__Page excerpt__.
-------------------------

Recently, Janelle Monae came out as pansexual, telling Rolling Stone that: "Being a queer black woman in America, someone who has been in relationships with both men and women—I consider myself to be a free-ass motherfucker." Monae elaborated that she used to identify as bisexual, but "then later I read about pansexuality and was like, 'Oh, these are things that I identify with, too.' I'm open to learning more about who I am."
Meanwhile, while pansexuality seems to have resonated with Monae, bisexuality is still alive and well. While mainstream media has a history of painting people as either straight or gay, bisexual characters such as Toni Topaz in Riverdale demonstrate that society is finally waking up to other orientations. So, what is the difference (and similarity) between pansexuality and bisexuality?
What is pansexuality?
Pansexuality means an attraction to people regardless of their gender. "Their pattern of attraction does not generally include what someone's gender is," says sex therapist Dr. Liz Powell. So, a pansexual person may be attracted to their own gender, as well as other genders. However, someone's gender is not a requirement or determining factor of whether or not they want to date or sleep with you.
Sex therapist Dr. Kelly Wise defines pansexual as, "someone who is attracted to people regardless of gender or biological sex. That is irrelevant. Pansexuality holds space for the idea that gender is very fluid."
Remember, while sex is typically assigned by doctors at birth depending on genitals, gender is a social construct. People should be able to identify with whatever gender they feel best suits them, be it male, female, non-binary, genderqueer, or genderfluid regardless of what the doctor in the birthing room says. A sexual orientation, such as pansexuality, is different than gender identity, but for pansexuals, gender identity is not what makes them into (or not into) someone. Dr. Powell points out that as it's a newer term. Younger generations, such as Generation Z, may be more likely to identify as pansexual over bisexual.
What is bisexuality?
In most ways, bisexuality is the same as pansexuality. "Bisexuality is defined as attraction to people who are of the same gender and people of a gender other than your own. So that can mean any two or more genders," Dr. Powell says.
There is a lot of biphobia, misconceptions about bisexuality, and bi-erasure (an effort to remove the label or general ignoring of bisexuality) both within straight society and the LGBTQ community. One of these misconceptions is that bisexuality reinforces the gender binary, or that bisexual people only date cis people (someone whose gender identity matches the sex they were assigned at birth). "There is a popular misconception that bisexuality means an attraction to two genders. There are occasionally some bi folks who are only into cisgender people, but I think those folks are the exception and not the rule," Dr. Powell says.

-------------------------

Records from a dataset:
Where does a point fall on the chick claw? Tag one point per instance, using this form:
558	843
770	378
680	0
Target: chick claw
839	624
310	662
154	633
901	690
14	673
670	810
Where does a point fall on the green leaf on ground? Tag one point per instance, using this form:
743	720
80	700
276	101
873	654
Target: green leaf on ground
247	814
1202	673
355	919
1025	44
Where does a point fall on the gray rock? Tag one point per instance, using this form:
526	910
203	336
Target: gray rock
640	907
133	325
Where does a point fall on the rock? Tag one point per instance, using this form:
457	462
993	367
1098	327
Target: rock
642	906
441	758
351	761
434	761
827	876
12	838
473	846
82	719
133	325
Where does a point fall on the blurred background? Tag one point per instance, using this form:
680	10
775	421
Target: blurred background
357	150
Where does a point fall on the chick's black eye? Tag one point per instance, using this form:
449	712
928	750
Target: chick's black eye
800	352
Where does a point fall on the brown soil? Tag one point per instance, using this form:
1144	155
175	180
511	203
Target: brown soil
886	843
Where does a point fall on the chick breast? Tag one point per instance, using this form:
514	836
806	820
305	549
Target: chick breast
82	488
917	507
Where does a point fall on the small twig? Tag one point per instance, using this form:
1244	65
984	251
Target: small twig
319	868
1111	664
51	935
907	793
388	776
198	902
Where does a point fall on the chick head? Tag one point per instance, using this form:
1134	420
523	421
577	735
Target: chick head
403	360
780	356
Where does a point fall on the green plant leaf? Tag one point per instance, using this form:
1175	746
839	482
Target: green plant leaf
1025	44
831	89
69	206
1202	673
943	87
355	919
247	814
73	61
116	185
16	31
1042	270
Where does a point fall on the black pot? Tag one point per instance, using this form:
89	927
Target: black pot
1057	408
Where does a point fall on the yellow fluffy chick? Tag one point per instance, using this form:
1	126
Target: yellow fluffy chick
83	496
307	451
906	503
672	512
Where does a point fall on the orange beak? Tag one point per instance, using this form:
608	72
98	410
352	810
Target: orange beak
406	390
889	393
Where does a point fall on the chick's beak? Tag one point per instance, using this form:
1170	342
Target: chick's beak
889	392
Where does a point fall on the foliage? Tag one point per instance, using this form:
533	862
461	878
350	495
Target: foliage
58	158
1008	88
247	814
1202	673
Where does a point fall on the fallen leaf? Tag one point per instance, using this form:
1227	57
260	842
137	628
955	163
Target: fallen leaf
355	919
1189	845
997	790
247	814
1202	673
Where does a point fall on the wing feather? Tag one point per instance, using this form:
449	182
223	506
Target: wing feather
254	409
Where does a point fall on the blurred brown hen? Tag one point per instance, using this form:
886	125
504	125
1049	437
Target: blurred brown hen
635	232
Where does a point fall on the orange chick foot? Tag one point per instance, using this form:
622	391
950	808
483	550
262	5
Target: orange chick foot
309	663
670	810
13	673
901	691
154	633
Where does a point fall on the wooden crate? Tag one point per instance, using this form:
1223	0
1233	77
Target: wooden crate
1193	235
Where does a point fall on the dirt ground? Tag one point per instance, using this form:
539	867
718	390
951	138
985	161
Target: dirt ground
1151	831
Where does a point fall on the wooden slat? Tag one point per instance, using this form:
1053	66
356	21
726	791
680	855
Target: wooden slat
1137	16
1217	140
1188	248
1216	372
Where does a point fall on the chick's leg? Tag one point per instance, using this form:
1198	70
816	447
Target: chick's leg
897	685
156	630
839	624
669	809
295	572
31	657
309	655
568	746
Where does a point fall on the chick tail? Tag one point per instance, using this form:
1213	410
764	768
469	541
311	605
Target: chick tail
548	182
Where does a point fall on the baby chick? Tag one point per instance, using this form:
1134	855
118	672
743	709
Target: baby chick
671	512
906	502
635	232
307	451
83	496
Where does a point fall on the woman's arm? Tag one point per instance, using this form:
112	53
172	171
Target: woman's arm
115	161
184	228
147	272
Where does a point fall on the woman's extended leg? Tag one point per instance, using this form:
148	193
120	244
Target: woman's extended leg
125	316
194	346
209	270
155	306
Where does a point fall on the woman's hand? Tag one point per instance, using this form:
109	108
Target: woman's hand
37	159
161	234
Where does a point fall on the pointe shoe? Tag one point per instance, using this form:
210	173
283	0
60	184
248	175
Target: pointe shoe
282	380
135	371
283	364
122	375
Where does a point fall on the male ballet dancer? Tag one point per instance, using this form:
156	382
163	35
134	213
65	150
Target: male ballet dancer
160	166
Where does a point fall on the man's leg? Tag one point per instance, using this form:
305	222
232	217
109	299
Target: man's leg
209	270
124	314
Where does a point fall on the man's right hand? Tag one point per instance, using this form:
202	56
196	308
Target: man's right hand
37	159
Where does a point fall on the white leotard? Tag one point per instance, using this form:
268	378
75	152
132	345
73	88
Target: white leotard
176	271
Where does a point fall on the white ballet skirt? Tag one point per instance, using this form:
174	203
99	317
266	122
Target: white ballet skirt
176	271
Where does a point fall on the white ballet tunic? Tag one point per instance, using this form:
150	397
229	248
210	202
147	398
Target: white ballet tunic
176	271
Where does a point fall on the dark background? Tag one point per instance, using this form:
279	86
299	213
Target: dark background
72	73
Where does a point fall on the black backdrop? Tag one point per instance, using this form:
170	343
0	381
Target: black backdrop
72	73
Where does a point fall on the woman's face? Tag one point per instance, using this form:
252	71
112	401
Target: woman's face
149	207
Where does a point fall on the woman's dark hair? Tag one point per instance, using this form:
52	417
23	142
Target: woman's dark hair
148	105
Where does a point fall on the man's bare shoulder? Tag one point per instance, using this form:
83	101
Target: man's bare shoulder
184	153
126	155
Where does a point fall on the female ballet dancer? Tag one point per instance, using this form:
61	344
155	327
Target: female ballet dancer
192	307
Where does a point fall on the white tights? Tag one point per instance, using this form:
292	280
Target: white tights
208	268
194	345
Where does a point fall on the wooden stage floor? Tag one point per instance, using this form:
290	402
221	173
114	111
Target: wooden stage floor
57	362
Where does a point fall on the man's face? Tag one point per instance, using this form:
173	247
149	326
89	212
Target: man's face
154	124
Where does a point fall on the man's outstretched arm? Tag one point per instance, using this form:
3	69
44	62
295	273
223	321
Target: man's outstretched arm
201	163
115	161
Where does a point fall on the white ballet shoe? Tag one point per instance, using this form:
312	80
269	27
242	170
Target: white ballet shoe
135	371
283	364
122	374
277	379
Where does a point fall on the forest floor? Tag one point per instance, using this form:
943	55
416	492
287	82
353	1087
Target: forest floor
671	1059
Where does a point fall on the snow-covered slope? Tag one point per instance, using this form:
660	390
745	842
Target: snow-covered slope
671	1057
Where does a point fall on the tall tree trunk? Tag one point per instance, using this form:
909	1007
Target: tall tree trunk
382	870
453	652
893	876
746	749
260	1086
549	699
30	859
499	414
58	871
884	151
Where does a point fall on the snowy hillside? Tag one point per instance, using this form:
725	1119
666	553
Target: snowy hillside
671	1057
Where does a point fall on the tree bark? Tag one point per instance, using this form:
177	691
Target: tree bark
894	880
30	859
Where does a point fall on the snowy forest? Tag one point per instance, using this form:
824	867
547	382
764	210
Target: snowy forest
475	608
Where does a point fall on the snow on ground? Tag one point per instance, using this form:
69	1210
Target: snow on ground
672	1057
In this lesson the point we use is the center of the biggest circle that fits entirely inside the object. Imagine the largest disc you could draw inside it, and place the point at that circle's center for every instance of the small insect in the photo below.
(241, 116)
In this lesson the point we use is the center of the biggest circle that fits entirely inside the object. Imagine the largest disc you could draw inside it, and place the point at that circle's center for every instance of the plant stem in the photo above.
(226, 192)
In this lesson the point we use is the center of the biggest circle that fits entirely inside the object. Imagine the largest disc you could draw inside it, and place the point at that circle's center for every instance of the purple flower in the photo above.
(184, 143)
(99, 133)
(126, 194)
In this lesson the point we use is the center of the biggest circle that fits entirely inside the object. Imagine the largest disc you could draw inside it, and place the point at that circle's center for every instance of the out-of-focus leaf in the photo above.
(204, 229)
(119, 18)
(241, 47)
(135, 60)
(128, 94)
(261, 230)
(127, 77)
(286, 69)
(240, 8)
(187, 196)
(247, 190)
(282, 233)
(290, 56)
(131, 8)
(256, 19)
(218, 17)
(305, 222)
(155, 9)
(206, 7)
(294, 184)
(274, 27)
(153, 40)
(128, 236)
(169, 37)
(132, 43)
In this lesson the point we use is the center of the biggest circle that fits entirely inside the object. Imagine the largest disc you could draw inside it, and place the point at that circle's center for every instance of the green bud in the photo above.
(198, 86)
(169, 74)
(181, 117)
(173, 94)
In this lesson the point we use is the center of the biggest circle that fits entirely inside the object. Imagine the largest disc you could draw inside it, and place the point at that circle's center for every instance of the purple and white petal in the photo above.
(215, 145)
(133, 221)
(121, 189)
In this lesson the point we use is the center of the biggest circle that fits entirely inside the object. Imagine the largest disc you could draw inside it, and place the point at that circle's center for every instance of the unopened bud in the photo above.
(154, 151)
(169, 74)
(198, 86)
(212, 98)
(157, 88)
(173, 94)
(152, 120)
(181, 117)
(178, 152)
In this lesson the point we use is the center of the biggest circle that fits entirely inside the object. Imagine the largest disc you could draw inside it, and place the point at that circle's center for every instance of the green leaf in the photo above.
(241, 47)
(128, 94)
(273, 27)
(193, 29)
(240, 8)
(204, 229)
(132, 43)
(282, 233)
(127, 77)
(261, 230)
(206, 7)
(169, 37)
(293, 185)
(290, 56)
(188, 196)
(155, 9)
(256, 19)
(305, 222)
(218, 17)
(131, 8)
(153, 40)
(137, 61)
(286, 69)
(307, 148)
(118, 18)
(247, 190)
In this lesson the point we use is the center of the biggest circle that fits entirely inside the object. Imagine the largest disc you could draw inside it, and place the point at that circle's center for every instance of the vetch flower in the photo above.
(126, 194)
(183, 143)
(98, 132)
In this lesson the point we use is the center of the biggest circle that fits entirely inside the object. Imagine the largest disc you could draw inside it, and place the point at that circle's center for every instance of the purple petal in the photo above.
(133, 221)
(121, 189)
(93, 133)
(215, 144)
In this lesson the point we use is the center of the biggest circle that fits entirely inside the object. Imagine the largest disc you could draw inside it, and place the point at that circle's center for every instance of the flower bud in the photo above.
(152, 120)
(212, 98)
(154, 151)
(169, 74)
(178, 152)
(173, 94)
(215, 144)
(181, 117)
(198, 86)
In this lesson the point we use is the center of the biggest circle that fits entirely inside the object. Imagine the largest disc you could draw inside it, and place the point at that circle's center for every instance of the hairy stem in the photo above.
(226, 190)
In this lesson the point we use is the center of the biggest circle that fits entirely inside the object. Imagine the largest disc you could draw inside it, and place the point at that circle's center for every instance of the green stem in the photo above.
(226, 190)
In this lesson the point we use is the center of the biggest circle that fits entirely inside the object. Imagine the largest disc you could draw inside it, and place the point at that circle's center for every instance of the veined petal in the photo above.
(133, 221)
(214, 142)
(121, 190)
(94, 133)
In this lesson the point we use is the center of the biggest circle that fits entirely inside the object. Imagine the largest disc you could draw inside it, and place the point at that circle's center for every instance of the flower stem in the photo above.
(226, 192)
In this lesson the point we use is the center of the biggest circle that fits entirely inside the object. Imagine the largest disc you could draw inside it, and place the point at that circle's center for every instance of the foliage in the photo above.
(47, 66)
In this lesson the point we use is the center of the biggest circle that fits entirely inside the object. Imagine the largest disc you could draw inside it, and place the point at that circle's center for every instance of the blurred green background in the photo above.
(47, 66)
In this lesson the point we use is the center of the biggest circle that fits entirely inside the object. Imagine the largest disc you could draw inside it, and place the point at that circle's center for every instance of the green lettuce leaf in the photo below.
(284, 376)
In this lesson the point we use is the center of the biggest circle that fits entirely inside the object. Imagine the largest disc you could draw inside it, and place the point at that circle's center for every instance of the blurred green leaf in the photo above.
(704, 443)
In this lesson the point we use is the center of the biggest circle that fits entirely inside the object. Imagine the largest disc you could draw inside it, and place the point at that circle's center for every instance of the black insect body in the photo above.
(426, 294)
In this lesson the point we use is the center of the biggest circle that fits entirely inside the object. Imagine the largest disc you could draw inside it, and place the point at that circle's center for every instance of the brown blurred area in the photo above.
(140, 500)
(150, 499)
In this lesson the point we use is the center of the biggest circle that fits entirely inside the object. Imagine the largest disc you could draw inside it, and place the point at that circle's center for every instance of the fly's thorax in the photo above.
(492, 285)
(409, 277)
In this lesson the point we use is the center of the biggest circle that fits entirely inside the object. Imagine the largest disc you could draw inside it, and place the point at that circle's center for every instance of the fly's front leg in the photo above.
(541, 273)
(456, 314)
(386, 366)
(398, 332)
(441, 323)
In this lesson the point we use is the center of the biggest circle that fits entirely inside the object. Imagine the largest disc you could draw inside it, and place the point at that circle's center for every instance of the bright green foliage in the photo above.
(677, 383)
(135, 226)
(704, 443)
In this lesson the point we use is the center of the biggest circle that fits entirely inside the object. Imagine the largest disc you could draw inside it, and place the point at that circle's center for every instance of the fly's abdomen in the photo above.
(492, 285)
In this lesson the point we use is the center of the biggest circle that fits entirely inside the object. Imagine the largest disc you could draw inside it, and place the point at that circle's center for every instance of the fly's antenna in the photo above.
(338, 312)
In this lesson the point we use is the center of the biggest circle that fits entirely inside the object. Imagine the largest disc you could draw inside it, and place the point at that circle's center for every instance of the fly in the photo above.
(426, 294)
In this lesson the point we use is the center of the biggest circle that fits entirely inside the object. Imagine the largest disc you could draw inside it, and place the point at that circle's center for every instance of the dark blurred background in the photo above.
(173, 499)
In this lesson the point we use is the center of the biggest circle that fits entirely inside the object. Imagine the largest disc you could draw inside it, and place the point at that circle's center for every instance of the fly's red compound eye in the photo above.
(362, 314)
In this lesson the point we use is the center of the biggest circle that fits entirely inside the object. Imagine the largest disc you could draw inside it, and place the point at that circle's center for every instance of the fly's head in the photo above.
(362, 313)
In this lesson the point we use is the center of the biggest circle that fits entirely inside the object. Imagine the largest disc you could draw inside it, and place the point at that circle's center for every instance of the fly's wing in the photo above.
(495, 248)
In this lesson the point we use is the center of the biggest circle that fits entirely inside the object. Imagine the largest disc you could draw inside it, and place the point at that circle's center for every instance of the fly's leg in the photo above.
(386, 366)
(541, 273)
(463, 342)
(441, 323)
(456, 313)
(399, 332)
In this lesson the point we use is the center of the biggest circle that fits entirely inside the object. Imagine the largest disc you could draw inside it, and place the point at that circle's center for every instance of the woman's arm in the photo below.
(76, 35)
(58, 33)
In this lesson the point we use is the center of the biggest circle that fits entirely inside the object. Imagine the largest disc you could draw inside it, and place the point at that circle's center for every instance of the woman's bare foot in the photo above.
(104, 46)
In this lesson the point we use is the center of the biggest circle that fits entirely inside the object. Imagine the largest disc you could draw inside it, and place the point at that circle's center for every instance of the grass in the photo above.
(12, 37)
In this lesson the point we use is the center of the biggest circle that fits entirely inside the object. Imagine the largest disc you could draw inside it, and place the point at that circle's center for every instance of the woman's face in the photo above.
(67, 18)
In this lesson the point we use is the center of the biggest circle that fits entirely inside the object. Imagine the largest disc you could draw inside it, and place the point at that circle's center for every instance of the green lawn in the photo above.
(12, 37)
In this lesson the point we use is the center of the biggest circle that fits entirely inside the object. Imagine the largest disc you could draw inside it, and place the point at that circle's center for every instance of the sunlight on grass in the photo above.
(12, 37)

-------------------------

__Required tasks__.
1. Using the article on pansexuality and bisexuality, decide whether each statement agrees with it: (a) Dr. Kelly Wise is described as a sex therapist; (b) Janelle Monae said she had always identified as pansexual; (c) bisexuality can mean attraction to any two or more genders. Give yes or no for each, with the deciding words from the article quoted exactly.
2. Please duplicate the passage of the article on pansexuality and bisexuality from "Meanwhile, while pansexuality" to "What is pansexuality?", word for word.
The records play no part in the work here.

__Task-by-task answers__.
1.
(a) Yes: "Sex therapist Dr. Kelly Wise defines pansexual as"
(b) No: "she used to identify as bisexual"
(c) Yes: "So that can mean any two or more genders"

2.
Meanwhile, while pansexuality seems to have resonated with Monae, bisexuality is still alive and well. While mainstream media has a history of painting people as either straight or gay, bisexual characters such as Toni Topaz in Riverdale demonstrate that society is finally waking up to other orientations. So, what is the difference (and similarity) between pansexuality and bisexuality?
What is pansexuality?